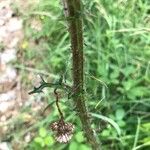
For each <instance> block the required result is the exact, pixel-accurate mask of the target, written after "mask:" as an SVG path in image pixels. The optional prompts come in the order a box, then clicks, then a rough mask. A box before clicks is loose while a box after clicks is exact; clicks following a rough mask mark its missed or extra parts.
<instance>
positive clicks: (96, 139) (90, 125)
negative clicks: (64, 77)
mask: <svg viewBox="0 0 150 150" xmlns="http://www.w3.org/2000/svg"><path fill="white" fill-rule="evenodd" d="M63 4H65V13H66V10H67V13H66V14H68V16H67V18H68V25H69V33H70V37H71V49H72V56H73V89H74V96H73V100H74V103H75V106H76V111H77V114H78V115H79V117H80V120H81V123H82V127H83V131H84V133H85V136H86V138H87V141H88V142H89V144H90V145H91V147H92V149H93V150H100V149H101V148H100V142H98V141H97V139H96V137H95V135H94V133H93V130H92V128H91V122H90V119H89V116H88V112H87V108H86V105H85V101H84V93H83V62H84V61H83V35H82V34H83V33H82V32H83V31H82V17H81V16H80V14H81V0H63Z"/></svg>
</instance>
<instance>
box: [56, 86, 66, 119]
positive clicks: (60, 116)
mask: <svg viewBox="0 0 150 150" xmlns="http://www.w3.org/2000/svg"><path fill="white" fill-rule="evenodd" d="M54 94H55V96H56V106H57V109H58V112H59V114H60V118H61V119H62V120H63V119H64V116H63V113H62V112H61V109H60V107H59V104H58V101H59V95H58V93H57V89H54Z"/></svg>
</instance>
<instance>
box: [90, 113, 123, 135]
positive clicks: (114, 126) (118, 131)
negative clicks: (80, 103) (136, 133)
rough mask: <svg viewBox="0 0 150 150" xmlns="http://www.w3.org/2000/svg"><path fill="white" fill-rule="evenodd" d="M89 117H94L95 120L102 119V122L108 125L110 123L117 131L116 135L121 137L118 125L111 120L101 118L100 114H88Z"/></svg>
mask: <svg viewBox="0 0 150 150" xmlns="http://www.w3.org/2000/svg"><path fill="white" fill-rule="evenodd" d="M90 114H91V116H93V117H96V118H99V119H102V120H104V121H107V122H108V123H110V124H111V125H112V126H113V127H114V128H115V129H116V131H117V133H118V135H121V129H120V127H119V126H118V124H117V123H116V122H115V121H113V120H112V119H111V118H108V117H106V116H103V115H100V114H95V113H90Z"/></svg>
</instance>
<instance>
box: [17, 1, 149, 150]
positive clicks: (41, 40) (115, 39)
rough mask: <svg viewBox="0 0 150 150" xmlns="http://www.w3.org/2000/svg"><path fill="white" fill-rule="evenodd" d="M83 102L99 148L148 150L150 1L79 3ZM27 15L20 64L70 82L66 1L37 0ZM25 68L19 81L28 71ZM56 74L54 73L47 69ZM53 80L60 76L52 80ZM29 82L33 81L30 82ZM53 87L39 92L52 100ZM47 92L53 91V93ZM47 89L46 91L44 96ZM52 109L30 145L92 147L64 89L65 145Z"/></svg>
mask: <svg viewBox="0 0 150 150" xmlns="http://www.w3.org/2000/svg"><path fill="white" fill-rule="evenodd" d="M83 8H84V11H83V12H79V13H81V15H82V17H83V20H84V43H85V46H84V56H85V73H84V75H85V101H86V103H87V105H88V109H89V112H91V119H92V122H93V128H94V129H96V133H97V134H98V137H99V139H100V140H101V142H102V149H103V150H108V149H111V150H131V149H132V150H137V149H140V150H148V149H149V148H148V147H150V136H149V131H150V112H149V110H150V92H149V91H150V59H149V58H150V2H149V0H130V1H129V0H128V1H125V0H124V1H123V0H93V1H88V2H87V1H83ZM24 16H25V34H26V39H25V41H27V42H29V43H30V42H31V43H32V42H34V44H35V45H34V46H32V45H33V43H32V44H31V46H28V47H25V48H24V51H23V56H24V57H23V61H24V62H25V63H24V65H23V66H20V65H18V66H17V67H18V68H28V67H30V68H34V69H33V70H37V72H38V70H40V71H39V73H40V72H42V70H44V72H48V73H45V74H47V75H48V74H49V73H50V75H49V76H48V77H47V76H46V77H45V78H47V79H49V78H50V79H51V80H52V79H53V77H55V76H56V77H57V76H58V75H60V74H64V73H65V75H66V79H67V82H70V83H72V81H71V56H70V54H71V52H70V41H69V34H68V32H67V28H68V27H67V21H66V23H64V22H65V18H64V14H63V7H62V6H61V5H60V4H59V1H56V0H44V1H42V0H41V1H40V3H39V4H38V5H34V8H33V7H31V9H30V11H29V12H27V13H26V14H24ZM33 18H34V19H37V20H39V21H40V22H41V23H42V30H40V31H39V32H38V31H37V30H34V29H32V28H31V25H30V23H31V20H33ZM22 73H23V81H24V84H25V85H27V83H30V81H25V77H26V76H27V74H26V73H25V71H23V72H22ZM51 73H52V74H54V75H53V76H52V75H51ZM56 80H57V79H56ZM30 88H32V86H30ZM51 93H52V91H50V92H49V94H45V95H44V94H43V96H44V100H45V101H47V99H48V103H51V102H52V101H54V97H52V94H51ZM50 94H51V95H50ZM49 95H50V96H49ZM51 107H52V108H51V110H52V111H51V112H50V115H47V117H46V118H42V117H41V118H40V119H41V120H39V122H37V123H36V125H34V126H33V128H31V129H34V131H36V130H39V133H37V134H36V135H35V138H34V139H33V141H32V142H30V144H28V147H27V149H31V150H34V149H36V150H38V149H39V150H43V149H48V148H50V149H58V150H61V149H64V150H66V149H69V150H90V147H89V146H88V145H87V144H86V143H85V138H84V137H83V135H82V131H81V125H80V124H79V120H78V117H77V116H76V114H75V112H73V109H74V106H73V103H72V100H67V94H66V95H65V96H64V97H63V99H62V101H61V107H62V109H63V111H64V113H65V117H66V120H69V121H70V122H73V123H74V125H75V126H76V130H75V133H74V136H73V139H72V140H71V142H70V143H68V144H58V143H55V142H54V139H53V137H52V134H51V132H50V130H49V127H48V125H49V123H50V122H52V121H55V120H56V119H57V113H58V112H57V110H55V109H54V108H55V106H54V105H52V106H51Z"/></svg>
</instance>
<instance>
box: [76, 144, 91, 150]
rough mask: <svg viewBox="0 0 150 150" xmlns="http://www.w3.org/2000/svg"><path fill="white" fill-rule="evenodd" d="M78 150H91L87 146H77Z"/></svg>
mask: <svg viewBox="0 0 150 150" xmlns="http://www.w3.org/2000/svg"><path fill="white" fill-rule="evenodd" d="M78 150H91V148H90V147H88V146H87V145H84V144H81V145H80V146H79V149H78Z"/></svg>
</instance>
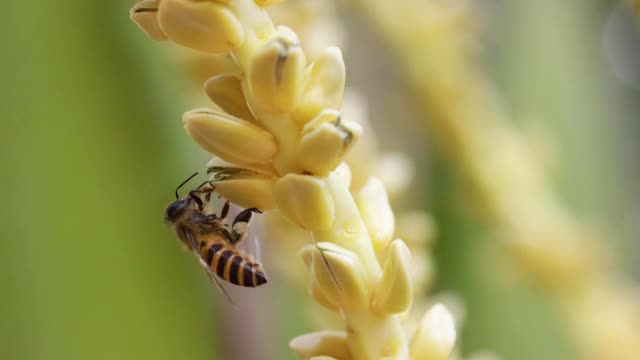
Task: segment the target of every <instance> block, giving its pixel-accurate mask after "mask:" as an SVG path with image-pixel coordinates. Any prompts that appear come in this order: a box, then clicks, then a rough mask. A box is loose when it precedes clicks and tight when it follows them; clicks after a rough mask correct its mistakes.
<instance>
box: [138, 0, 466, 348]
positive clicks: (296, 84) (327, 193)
mask: <svg viewBox="0 0 640 360" xmlns="http://www.w3.org/2000/svg"><path fill="white" fill-rule="evenodd" d="M275 2H276V1H254V0H228V1H222V0H219V1H212V0H211V1H196V0H157V1H153V0H146V1H143V2H142V3H140V4H138V5H136V6H134V8H133V9H132V11H131V17H132V19H133V20H134V21H136V23H137V24H138V25H139V26H140V27H141V28H142V29H143V30H144V31H145V32H146V33H147V34H149V35H150V36H151V37H152V38H154V39H160V40H162V39H165V38H166V39H169V40H172V41H174V42H176V43H178V44H180V45H183V46H186V47H190V48H193V49H195V50H198V51H201V52H205V53H221V52H229V54H230V55H231V57H232V58H233V60H234V61H235V63H236V64H237V69H238V71H237V72H234V73H228V74H219V75H217V76H216V77H214V78H212V79H211V80H209V81H208V82H207V84H206V92H207V94H208V95H209V96H210V97H211V99H212V100H213V101H214V102H215V103H216V104H217V105H218V106H219V107H220V108H222V109H223V110H224V111H222V112H221V111H216V110H209V109H196V110H192V111H190V112H187V113H186V114H185V116H184V117H183V121H184V124H185V128H186V130H187V132H188V133H189V135H190V136H191V137H192V138H193V139H194V140H195V141H196V142H197V143H198V144H199V145H200V146H202V147H203V148H204V149H205V150H207V151H209V152H211V153H212V154H214V155H215V156H216V157H215V158H214V159H213V160H212V161H211V162H210V163H209V169H208V171H209V173H210V174H211V179H212V181H214V182H215V183H216V190H217V191H218V192H219V193H220V194H221V195H222V196H224V197H226V198H227V199H229V200H230V201H232V202H234V203H237V204H238V205H240V206H242V207H258V208H260V209H262V210H265V211H266V210H271V209H278V210H279V211H280V212H281V213H282V214H283V215H284V216H285V217H286V218H287V219H288V220H289V221H291V222H292V223H294V224H296V225H298V226H299V227H300V228H302V229H305V230H307V231H309V232H310V233H311V235H312V237H313V239H314V242H313V243H312V244H309V245H307V246H305V247H303V248H302V250H301V251H300V255H301V257H302V258H303V260H304V262H305V264H306V266H307V268H308V271H309V274H310V275H311V276H310V282H311V285H310V288H311V290H310V292H311V294H312V296H313V297H314V299H315V300H316V301H317V302H318V303H319V304H321V305H323V306H325V307H326V308H328V309H330V310H333V311H336V312H338V313H339V314H340V315H341V316H342V318H343V319H344V322H345V330H344V331H331V332H327V331H325V332H321V333H314V334H310V335H305V336H303V337H301V338H296V339H294V340H293V341H292V343H291V346H292V348H293V349H294V350H295V351H296V352H297V353H298V354H299V355H301V356H303V357H304V358H315V357H318V358H321V357H322V358H340V359H363V360H367V359H382V358H386V359H409V358H410V353H414V354H423V353H424V352H423V351H422V350H421V349H422V348H423V347H424V346H425V344H438V346H440V345H441V349H442V350H438V351H437V352H436V353H437V354H441V355H443V356H444V354H445V353H446V352H447V351H449V352H450V351H451V347H452V346H453V340H452V339H455V330H453V337H452V336H451V335H452V332H451V331H452V330H451V329H453V322H452V321H451V319H450V318H447V317H446V316H444V317H442V316H441V317H437V318H438V319H441V320H442V319H444V320H443V321H437V322H435V324H437V326H435V327H434V326H431V327H429V329H430V330H429V331H419V332H418V333H416V334H415V335H414V336H413V340H412V341H411V343H410V342H409V337H408V336H407V334H406V333H405V331H404V329H403V327H402V323H401V314H402V313H404V312H406V311H408V310H409V307H410V304H411V299H412V282H411V279H410V277H409V271H408V266H409V261H410V253H409V250H408V248H407V247H406V245H404V243H403V242H402V240H398V239H396V240H393V238H392V235H393V233H394V232H393V218H392V217H393V214H392V213H391V212H390V211H389V209H388V204H387V206H382V207H381V210H380V211H376V209H375V208H373V207H372V205H380V204H383V205H384V204H385V203H386V202H388V199H387V198H386V193H385V192H384V189H381V188H380V185H379V184H377V183H376V180H375V179H372V180H370V182H369V184H368V185H365V186H364V190H363V192H361V196H359V197H358V198H354V196H352V194H351V192H350V191H349V188H350V183H351V173H350V170H349V167H348V166H347V165H346V164H344V163H343V159H344V157H345V155H346V154H347V152H348V151H349V149H350V148H351V147H352V145H353V143H355V142H356V141H357V140H358V138H359V137H360V136H361V133H362V128H361V126H360V125H358V124H357V123H355V122H352V121H349V120H348V119H342V116H341V114H340V107H341V104H342V96H343V92H344V83H345V67H344V62H343V60H342V55H341V52H340V50H339V49H338V48H335V47H329V48H327V49H325V50H324V51H323V52H321V53H320V54H319V55H318V56H317V57H316V58H315V60H314V61H313V62H312V63H308V62H307V60H306V58H305V55H304V53H303V52H302V49H301V45H300V42H299V39H298V37H297V35H296V34H295V33H294V32H293V31H292V30H291V29H289V28H287V27H284V26H278V27H274V26H273V24H272V23H271V20H270V18H269V16H268V14H267V12H266V11H265V9H264V8H263V7H264V6H267V5H270V4H273V3H275ZM218 86H219V87H220V88H218ZM223 89H229V90H230V91H224V90H223ZM244 104H246V106H245V105H244ZM363 214H365V216H363ZM390 217H391V218H390ZM372 237H374V238H375V242H374V241H372ZM392 240H393V241H392ZM379 257H380V259H379ZM381 264H382V265H381ZM441 312H442V311H440V313H441ZM444 312H445V313H446V310H444ZM428 323H429V324H434V322H433V321H430V322H428ZM442 334H446V335H447V336H441V335H442ZM426 346H427V347H430V346H429V345H426ZM447 349H448V350H447ZM436 353H433V354H436ZM416 356H419V357H414V358H415V359H431V358H433V359H440V358H442V357H436V356H431V357H423V356H422V355H416Z"/></svg>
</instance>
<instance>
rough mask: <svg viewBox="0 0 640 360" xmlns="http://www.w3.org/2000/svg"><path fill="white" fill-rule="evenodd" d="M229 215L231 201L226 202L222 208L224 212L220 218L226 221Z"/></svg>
mask: <svg viewBox="0 0 640 360" xmlns="http://www.w3.org/2000/svg"><path fill="white" fill-rule="evenodd" d="M227 215H229V200H227V201H225V202H224V205H223V206H222V212H221V213H220V218H222V219H226V218H227Z"/></svg>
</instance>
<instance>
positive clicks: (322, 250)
mask: <svg viewBox="0 0 640 360" xmlns="http://www.w3.org/2000/svg"><path fill="white" fill-rule="evenodd" d="M311 240H313V244H314V245H315V246H316V249H318V251H319V252H320V255H322V260H324V265H325V266H326V267H327V269H329V273H330V274H331V278H333V283H334V284H336V287H337V288H338V291H339V292H341V293H342V288H341V287H340V283H339V282H338V279H336V275H335V274H334V273H333V269H331V265H329V261H327V258H326V256H324V252H325V250H324V249H322V248H321V247H320V246H319V245H318V241H317V240H316V238H315V236H313V233H311Z"/></svg>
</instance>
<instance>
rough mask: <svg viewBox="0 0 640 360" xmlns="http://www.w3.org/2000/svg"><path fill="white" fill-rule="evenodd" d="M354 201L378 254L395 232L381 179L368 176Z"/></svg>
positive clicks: (375, 248) (388, 206)
mask: <svg viewBox="0 0 640 360" xmlns="http://www.w3.org/2000/svg"><path fill="white" fill-rule="evenodd" d="M356 203H357V204H358V209H360V216H361V217H362V221H364V224H365V225H366V226H367V231H368V232H369V236H371V240H372V241H373V246H374V247H375V249H376V253H378V254H379V253H380V252H381V251H383V250H384V249H385V248H386V247H387V245H388V244H389V242H390V241H391V239H392V237H393V234H394V232H395V222H394V217H393V210H391V205H390V204H389V197H388V196H387V191H386V189H385V187H384V185H383V184H382V181H380V179H378V178H375V177H372V178H370V179H369V181H367V182H366V183H365V185H364V186H363V187H362V189H361V190H360V192H359V193H358V195H357V196H356Z"/></svg>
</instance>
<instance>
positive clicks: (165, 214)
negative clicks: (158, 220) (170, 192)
mask: <svg viewBox="0 0 640 360" xmlns="http://www.w3.org/2000/svg"><path fill="white" fill-rule="evenodd" d="M183 212H184V200H176V201H174V202H172V203H171V205H169V206H168V207H167V210H166V212H165V218H166V219H167V220H174V219H175V218H177V217H178V216H180V215H181V214H182V213H183Z"/></svg>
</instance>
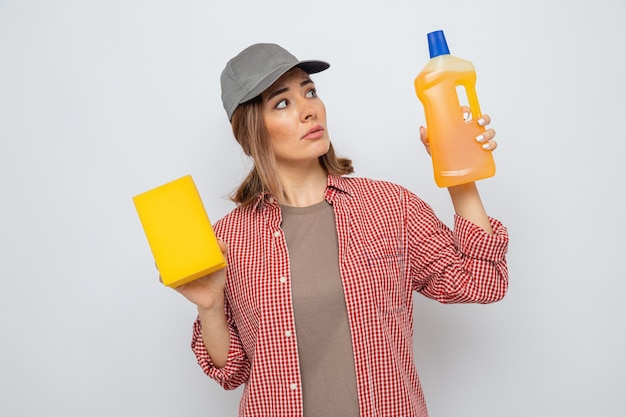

#####

Find every line in the material above that contains the string "loose", treating uppercase and lowercase as different. Copy each of those lines in full.

▸ **Written solution**
For each <instance> block the required result is the exact, pixel-accurate mask of the target, written after "mask:" as an SVG path in image pixels. The optional prompts come in the order a box, then clicks, then a rough mask. A box before clicks is loose while a box after clicks is exact; clicks following a rough mask mark its missed or extra parts.
Task: segment the target of every <instance> block, giving its pixel-accurate mask after "mask:" as an SVG path with image-pixel coordinates. Any prompts that appear come in this order: a box, then clicks, then a rough mask. A box is loose when it precedes clicks and tight when it follows them; clicks after a rough mask correct its mistakes.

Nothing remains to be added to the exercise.